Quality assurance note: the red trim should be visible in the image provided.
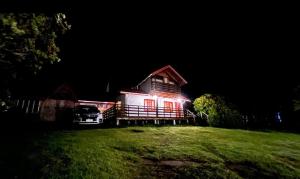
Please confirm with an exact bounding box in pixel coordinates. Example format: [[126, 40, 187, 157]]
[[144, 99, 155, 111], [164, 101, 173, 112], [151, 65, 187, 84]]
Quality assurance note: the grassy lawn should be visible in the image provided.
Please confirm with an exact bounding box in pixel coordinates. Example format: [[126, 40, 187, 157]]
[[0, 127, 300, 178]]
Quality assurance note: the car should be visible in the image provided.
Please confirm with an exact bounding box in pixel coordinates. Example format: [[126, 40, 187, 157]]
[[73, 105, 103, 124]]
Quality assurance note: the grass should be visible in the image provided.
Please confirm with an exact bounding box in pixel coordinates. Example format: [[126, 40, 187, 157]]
━━━
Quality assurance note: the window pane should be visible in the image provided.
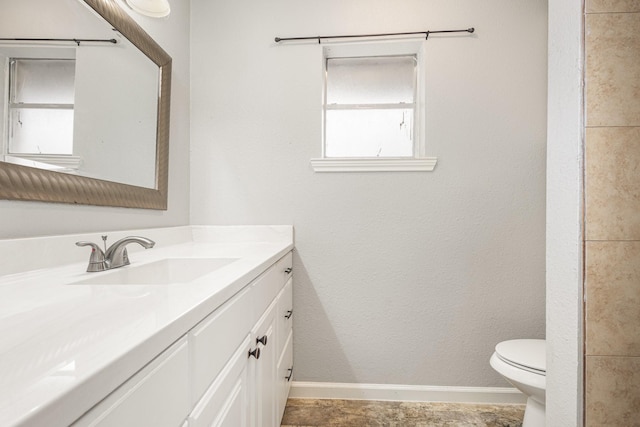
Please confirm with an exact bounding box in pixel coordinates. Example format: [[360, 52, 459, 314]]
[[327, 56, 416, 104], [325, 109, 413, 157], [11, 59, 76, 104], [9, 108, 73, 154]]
━━━
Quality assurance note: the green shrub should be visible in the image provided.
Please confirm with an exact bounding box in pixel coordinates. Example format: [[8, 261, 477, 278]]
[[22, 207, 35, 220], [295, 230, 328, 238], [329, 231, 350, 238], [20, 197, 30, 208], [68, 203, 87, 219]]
━━━
What is being asked>
Reproduce the material from the line containing "Quality assurance note: the red" up to and including the line containing "65, 187, 84]]", omitting the pictures from your answer.

Solution for this exercise>
Quality assurance note: the red trim should be visible in the image provided.
Please confirm with an exact bounding box in pixel coordinates. Example format: [[126, 40, 187, 157]]
[[144, 99, 155, 111], [164, 101, 173, 112], [151, 65, 187, 84]]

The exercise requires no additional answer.